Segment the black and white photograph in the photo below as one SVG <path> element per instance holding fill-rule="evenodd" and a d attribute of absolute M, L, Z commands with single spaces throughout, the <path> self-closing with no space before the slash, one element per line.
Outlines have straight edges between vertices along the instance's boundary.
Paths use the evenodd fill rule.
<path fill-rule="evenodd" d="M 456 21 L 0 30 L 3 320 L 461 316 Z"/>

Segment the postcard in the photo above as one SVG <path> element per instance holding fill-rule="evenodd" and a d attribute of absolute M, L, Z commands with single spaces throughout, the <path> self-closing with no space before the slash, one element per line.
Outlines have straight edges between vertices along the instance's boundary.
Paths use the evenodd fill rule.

» Required work
Beginning at the line that holds "Segment the postcard", copy every line through the end of the entries exactly as given, and only those lines.

» Answer to this problem
Segment the postcard in the photo above as one SVG <path> element per instance holding fill-rule="evenodd" and a d attribute of absolute M, L, Z commands with single spaces throughout, the <path> self-closing with no space before the slash, one element per line.
Outlines have straight edges between vertices along the instance's boundary.
Paths use the evenodd fill rule.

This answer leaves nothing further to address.